Records for this exercise:
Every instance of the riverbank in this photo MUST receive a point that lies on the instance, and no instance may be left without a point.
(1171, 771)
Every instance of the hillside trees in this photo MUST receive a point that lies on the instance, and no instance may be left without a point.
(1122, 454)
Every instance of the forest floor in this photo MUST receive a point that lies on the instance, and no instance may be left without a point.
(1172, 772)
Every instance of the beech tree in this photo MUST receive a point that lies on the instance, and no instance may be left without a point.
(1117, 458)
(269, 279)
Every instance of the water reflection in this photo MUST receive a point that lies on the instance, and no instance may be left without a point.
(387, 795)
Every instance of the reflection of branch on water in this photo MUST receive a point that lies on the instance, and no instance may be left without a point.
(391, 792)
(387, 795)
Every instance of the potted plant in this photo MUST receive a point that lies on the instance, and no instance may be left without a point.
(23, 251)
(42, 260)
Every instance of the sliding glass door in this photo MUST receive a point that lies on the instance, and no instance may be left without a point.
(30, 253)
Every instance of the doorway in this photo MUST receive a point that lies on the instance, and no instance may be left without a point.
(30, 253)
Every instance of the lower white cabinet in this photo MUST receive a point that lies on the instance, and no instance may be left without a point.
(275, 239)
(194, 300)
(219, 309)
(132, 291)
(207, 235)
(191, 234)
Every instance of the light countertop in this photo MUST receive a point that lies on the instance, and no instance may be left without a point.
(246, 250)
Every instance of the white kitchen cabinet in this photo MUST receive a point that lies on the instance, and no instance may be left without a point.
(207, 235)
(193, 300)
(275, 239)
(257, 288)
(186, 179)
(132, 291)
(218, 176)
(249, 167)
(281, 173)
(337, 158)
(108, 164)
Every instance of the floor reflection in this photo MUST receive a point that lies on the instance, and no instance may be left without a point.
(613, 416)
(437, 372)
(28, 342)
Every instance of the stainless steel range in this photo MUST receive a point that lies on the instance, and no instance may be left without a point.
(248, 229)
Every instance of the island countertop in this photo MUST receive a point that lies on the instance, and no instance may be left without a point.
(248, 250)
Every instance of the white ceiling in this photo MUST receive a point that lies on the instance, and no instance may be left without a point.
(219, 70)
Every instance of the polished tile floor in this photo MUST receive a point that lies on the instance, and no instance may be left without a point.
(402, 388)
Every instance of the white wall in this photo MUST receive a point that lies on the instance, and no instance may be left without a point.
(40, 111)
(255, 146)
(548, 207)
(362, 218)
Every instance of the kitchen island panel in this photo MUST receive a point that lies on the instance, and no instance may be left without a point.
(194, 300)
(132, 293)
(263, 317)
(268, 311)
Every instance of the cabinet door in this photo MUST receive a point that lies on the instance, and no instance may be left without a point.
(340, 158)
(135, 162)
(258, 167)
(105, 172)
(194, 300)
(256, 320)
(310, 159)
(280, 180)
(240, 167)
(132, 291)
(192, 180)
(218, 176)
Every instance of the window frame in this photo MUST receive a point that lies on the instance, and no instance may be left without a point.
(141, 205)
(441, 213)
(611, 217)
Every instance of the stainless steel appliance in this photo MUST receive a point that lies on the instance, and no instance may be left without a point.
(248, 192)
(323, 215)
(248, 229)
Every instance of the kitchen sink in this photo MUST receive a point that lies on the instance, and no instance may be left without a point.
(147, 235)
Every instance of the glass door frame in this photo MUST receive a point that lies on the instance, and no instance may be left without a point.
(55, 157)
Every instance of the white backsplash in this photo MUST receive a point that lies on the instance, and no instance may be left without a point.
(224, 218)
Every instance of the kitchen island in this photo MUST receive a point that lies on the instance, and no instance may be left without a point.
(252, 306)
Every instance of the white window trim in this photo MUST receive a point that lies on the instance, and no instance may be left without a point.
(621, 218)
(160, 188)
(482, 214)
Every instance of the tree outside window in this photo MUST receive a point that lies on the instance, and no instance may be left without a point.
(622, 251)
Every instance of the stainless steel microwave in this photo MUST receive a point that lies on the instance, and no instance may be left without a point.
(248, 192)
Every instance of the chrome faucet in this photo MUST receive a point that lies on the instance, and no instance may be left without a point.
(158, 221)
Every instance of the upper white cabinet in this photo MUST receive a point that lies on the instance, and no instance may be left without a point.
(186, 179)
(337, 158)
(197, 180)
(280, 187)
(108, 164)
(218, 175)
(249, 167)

Work to complete:
Copy out the material above in its entirety, exactly.

Finished exercise:
Every instance of the riverbank in this photo MUST receive a point that lies on the instance, and no instance may be left without a point.
(1171, 771)
Every instance of the hillside trees in this photo MUST receive a point that lies on the instance, and no instance may be left without a point.
(1122, 454)
Every instance of the forest floor in this photo MUST receive a point that lies on the instance, and no instance may be left without a point.
(1172, 772)
Every instance of the beech tree in this photo MUST receive a point that lies on the instance, and no instance may be left without a point.
(1117, 458)
(269, 279)
Every instance of the water reflection in this photo MUST receive a point that lies on the instance, and no instance may be left without a point.
(387, 795)
Every instance of the reflection of branch on water in this photo MUST receive a point that lies on the instance, and no instance may be left without a point.
(391, 792)
(387, 795)
Every instance of the potted plant in this photo MUST receive a point that lies on the instance, and no instance may be left without a point.
(23, 251)
(42, 260)
Every instance of the sliding glass door in this photo MUST receive a point that lies on the instance, and no instance may be left without a point.
(30, 253)
Every instance of the doorway in this photo MUST receive a point that lies on the instance, and no instance may be left without a point.
(30, 253)
Every instance of the lower white cabinet in this photo MUST receive a point that lies on the instance, and no instance may be left without a point.
(275, 239)
(194, 300)
(219, 309)
(132, 291)
(207, 235)
(191, 234)
Every instance of the light countertop in this photo MUST receive a point that lies on the instance, and no instance may be left without a point.
(246, 250)
Every instance of the white kitchen cabinet in this photo MUST receive a point that lies on the instance, and no instance may be left without a point.
(207, 235)
(193, 300)
(275, 239)
(257, 288)
(186, 179)
(132, 291)
(218, 176)
(249, 167)
(281, 173)
(337, 158)
(108, 164)
Every instance of the floor reflection in this photo MUST receive a point that lies on the instance, and no instance may be left without a point.
(613, 416)
(437, 372)
(28, 342)
Every instance of the stainless steel range in this photo MUST receive a point that lies on the instance, and no instance may be left without a point.
(248, 229)
Every instance of the island countertop in this photo MUST receive a point that lies on the instance, and no instance may be left without a point.
(248, 250)
Every instance of the white ceiling in this photo MUST receive a point that lies on the instance, and no instance may be left without a point.
(219, 70)
Every instance of the polished tile floor in this photo MUST receive a point that lies on the instance, and no instance may be left without a point.
(402, 388)
Every instance of the white wall in this photo MUST receive a point that lies on the instance, and no instance may be left without a point.
(40, 111)
(255, 146)
(548, 207)
(362, 218)
Every instance of the kitchen island panel in this photo MUST receive a point that lies on the instance, and no instance may be left without a point.
(194, 300)
(132, 293)
(263, 317)
(268, 311)
Every instance of the cabinet door in this photo MUST receive a point that lies on the instance, and no instance may be left without a point.
(340, 158)
(135, 162)
(258, 167)
(105, 172)
(194, 300)
(256, 320)
(310, 159)
(280, 180)
(240, 167)
(132, 291)
(192, 180)
(218, 176)
Every instance of the window frame in this photo MUST receive a point that lies on the instance, and no instance may be left without a point.
(141, 205)
(441, 213)
(611, 217)
Every instance of the stainless steel appliance in this photo MUST receive a point that lies on the instance, and no instance may be left without a point.
(248, 192)
(323, 215)
(248, 229)
Every instance of the kitchen sink in this photo MUST receive a point that lies on the instance, and no instance may be left without a point.
(147, 235)
Every instance of the glass door frame in this photo MUST receive a point that lies on the instance, and no instance may be left without a point.
(55, 157)
Every instance of the white backsplash in this photo MUST receive a point that lies on the instance, and no instance may be left without a point.
(224, 218)
Every instance of the kitchen island in this photo MUST receive a point that lies on the instance, and no instance may be left without a point.
(252, 306)
Every instance of the white window trim in this photo MUST receive a point that lies on the instance, and no instance may be left without a point.
(621, 218)
(160, 188)
(482, 214)
Every instance of the tree outside window in this photo MUST receive a point that lies on the instance, and no instance may be left without a point.
(622, 251)
Every instance of the stainless steel microwave in this photo MUST receive a point that lies on the instance, and no instance may be left without a point.
(248, 192)
Every instance of the chrome faucet in this photo MUST receive a point that lies on the instance, and no instance may be left without a point.
(158, 221)
Every instance of the upper white cabinet in this photo MUST receive a point that lies on the instance, and no instance may be left without a point.
(186, 179)
(337, 158)
(197, 180)
(280, 187)
(108, 164)
(218, 175)
(249, 167)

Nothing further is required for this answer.